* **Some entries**
<<<<

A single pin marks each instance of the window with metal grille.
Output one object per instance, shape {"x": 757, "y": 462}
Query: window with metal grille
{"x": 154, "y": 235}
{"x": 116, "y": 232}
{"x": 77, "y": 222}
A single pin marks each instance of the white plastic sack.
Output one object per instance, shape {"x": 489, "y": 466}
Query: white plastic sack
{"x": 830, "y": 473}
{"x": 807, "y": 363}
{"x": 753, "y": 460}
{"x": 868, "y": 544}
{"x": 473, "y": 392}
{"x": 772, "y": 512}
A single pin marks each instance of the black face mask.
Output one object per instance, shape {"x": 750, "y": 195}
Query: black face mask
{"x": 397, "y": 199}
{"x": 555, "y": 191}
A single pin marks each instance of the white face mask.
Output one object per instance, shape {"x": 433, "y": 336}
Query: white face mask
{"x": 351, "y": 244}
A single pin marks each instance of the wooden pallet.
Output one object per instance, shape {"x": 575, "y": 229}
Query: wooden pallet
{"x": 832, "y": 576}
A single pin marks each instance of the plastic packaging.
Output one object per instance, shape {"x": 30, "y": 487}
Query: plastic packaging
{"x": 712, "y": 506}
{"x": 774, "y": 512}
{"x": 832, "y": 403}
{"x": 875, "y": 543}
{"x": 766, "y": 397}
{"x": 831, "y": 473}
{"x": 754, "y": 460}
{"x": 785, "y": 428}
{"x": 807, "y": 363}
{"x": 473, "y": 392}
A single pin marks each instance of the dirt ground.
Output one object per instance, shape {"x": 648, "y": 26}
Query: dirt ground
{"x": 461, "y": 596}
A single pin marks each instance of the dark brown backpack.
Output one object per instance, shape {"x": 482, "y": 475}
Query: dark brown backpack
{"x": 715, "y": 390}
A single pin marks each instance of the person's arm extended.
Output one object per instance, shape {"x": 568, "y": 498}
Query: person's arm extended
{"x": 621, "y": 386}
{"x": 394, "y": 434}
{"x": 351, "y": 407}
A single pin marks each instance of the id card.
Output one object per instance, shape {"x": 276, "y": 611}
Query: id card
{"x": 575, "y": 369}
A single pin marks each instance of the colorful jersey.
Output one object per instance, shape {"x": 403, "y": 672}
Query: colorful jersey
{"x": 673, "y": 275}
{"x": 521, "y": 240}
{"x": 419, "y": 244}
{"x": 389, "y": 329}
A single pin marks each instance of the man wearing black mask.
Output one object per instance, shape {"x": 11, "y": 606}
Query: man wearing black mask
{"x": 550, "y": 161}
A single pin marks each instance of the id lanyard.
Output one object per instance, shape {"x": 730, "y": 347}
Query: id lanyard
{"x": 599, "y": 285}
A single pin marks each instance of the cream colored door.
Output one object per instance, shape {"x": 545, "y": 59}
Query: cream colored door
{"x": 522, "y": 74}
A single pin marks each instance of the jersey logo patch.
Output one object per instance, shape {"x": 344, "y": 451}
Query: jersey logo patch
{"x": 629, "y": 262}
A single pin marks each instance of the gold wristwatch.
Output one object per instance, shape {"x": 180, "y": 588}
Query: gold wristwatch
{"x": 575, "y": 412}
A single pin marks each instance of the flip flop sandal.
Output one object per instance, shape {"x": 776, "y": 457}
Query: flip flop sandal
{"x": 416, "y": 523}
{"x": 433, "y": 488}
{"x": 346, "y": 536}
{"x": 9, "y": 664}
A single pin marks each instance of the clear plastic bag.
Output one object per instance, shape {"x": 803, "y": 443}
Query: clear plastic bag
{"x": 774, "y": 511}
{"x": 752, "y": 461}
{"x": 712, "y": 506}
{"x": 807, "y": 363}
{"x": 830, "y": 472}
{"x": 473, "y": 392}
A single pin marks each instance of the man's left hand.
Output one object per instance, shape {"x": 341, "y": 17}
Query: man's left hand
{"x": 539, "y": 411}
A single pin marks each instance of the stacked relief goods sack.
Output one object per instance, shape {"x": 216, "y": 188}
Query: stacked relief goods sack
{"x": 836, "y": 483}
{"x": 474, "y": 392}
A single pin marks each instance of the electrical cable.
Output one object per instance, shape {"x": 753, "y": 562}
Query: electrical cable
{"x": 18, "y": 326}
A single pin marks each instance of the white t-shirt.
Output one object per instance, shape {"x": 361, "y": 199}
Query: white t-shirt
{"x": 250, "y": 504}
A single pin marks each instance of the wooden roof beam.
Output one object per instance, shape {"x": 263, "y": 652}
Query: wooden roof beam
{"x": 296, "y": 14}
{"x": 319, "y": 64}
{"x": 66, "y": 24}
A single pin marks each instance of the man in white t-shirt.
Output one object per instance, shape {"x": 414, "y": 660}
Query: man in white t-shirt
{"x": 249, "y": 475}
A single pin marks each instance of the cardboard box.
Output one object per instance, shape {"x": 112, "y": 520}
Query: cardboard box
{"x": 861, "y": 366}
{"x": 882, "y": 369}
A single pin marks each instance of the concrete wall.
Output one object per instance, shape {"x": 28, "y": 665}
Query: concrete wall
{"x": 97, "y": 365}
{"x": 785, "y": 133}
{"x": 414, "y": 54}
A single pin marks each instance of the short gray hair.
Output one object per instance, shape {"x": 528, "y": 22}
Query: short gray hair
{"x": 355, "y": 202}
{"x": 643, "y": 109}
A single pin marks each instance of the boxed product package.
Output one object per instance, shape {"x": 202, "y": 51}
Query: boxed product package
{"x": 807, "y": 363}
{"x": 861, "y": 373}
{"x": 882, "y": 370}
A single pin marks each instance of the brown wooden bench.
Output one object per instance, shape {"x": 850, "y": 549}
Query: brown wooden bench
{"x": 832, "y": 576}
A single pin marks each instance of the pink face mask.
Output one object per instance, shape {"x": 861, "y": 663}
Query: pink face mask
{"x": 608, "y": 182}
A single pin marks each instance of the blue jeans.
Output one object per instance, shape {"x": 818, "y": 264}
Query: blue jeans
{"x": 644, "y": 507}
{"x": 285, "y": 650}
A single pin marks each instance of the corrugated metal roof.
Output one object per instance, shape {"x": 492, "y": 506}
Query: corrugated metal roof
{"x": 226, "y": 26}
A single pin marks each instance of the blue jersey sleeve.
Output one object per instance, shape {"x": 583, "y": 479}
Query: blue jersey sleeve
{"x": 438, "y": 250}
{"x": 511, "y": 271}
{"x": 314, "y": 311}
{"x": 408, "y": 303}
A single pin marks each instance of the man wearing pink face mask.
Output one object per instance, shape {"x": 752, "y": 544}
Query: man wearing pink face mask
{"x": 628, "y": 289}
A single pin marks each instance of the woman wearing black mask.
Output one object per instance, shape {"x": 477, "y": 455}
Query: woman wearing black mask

>>>>

* **Exercise prompt**
Copy the entries word for word, from the line with "A single pin marks each instance of the woman" through the last line.

* **Answer for the task**
A single pin marks each instance of the woman wearing black mask.
Output one object per instance, shape {"x": 477, "y": 455}
Query: woman wearing black mask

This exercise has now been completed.